- [Written instruction]: Reproduce without changes everything in the rows below, from the line containing "the snow-covered valley" down to the end of the rows, both ends included.

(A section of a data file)
----

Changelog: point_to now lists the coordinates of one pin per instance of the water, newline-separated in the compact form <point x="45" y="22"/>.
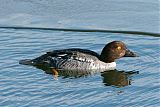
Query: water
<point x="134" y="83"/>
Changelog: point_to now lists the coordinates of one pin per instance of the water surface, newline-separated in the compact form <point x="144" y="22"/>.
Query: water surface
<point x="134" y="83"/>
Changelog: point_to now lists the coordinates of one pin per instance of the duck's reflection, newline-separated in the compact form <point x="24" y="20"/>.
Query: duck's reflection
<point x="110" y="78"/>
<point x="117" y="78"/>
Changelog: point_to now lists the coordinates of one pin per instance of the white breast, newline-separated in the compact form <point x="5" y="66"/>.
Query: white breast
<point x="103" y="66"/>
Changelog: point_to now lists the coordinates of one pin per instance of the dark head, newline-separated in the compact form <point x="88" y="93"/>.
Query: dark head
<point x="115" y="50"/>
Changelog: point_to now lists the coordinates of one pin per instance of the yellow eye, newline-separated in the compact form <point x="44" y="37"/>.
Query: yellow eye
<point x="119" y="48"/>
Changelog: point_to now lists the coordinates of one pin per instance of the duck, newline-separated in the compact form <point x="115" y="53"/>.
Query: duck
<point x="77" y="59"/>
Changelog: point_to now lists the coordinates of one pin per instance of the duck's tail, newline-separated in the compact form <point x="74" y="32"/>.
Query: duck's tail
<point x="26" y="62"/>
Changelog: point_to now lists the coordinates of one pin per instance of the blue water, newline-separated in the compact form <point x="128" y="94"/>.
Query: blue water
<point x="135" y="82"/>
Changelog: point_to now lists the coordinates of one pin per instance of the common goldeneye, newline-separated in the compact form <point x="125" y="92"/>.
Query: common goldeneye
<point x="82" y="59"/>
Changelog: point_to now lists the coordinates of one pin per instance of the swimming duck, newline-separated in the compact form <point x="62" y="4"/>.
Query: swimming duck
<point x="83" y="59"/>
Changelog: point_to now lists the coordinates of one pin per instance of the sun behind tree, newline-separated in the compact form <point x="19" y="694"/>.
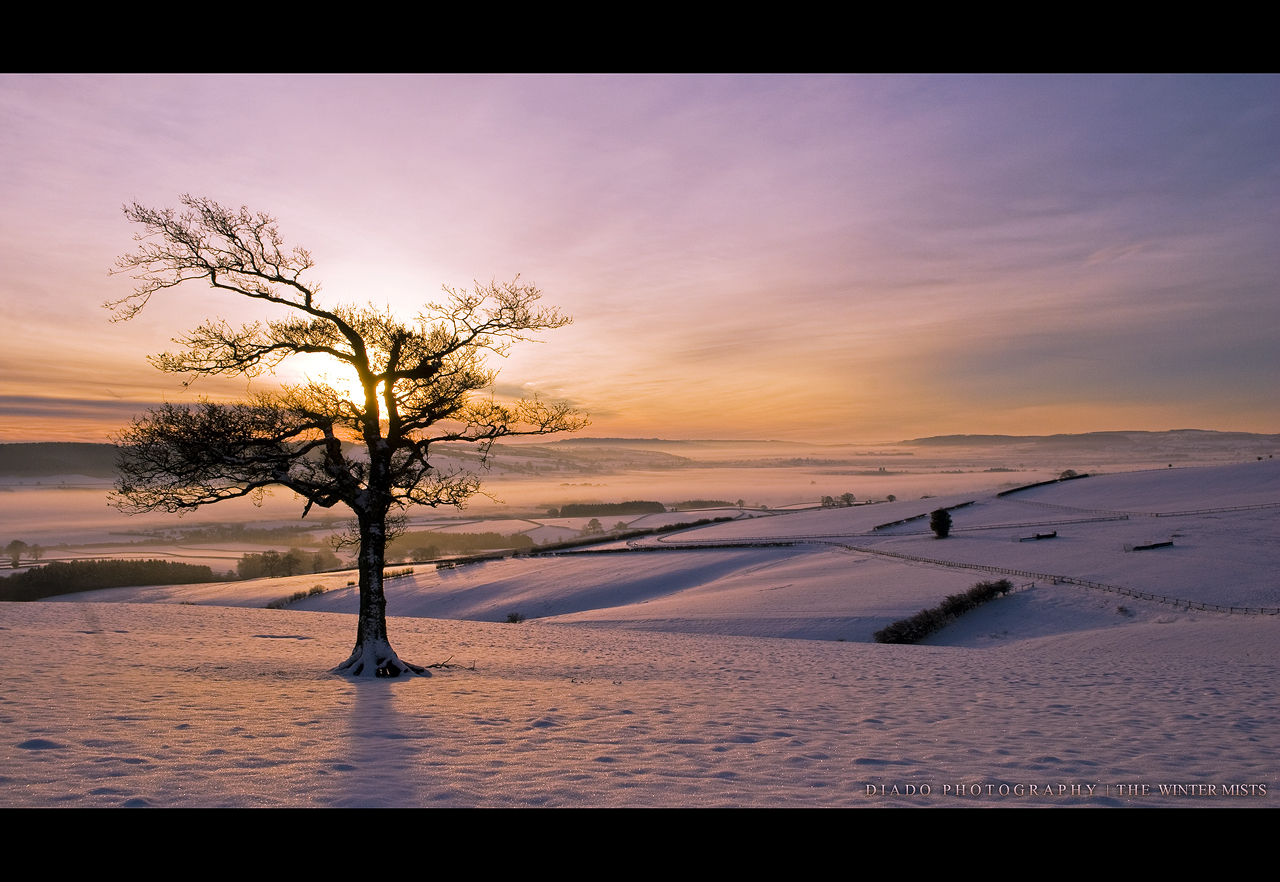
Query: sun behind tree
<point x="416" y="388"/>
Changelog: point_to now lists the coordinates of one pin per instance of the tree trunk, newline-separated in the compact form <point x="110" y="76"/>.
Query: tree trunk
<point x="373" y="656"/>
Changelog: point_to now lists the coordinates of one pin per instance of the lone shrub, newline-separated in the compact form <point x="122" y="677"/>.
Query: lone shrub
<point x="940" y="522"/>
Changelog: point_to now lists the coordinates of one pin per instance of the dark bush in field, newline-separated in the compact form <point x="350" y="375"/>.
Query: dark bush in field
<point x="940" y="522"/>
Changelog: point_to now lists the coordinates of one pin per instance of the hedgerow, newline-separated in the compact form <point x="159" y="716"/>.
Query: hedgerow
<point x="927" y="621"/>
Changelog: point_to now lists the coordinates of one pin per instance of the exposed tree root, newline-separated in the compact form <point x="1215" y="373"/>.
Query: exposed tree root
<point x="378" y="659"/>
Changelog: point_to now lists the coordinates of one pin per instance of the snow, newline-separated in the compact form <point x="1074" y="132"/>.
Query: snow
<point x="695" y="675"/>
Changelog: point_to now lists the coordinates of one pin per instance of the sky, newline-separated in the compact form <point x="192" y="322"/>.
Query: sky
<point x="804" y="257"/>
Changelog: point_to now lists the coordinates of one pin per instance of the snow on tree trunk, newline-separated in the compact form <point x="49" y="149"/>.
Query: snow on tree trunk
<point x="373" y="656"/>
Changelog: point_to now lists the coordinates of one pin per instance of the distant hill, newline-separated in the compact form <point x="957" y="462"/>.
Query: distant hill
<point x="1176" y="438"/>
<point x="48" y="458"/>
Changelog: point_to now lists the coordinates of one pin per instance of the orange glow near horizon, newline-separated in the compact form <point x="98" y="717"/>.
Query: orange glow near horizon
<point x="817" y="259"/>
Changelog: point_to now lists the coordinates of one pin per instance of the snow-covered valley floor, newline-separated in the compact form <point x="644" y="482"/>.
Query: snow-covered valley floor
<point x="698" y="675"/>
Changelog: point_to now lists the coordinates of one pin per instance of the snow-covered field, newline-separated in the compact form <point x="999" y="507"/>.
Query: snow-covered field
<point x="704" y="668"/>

----

- [The reply]:
Changelog: point_to now lists the coordinates of one pin per instance of the snow-covered valley floor, newline-separated in the compact form <point x="644" y="482"/>.
Query: snow-covered valley floor
<point x="698" y="675"/>
Changelog: point_to now lists the coordinates of one pin per instance of the snow-covered field, newline-separated in the compact form <point x="999" y="507"/>.
Query: snow-covered field
<point x="704" y="668"/>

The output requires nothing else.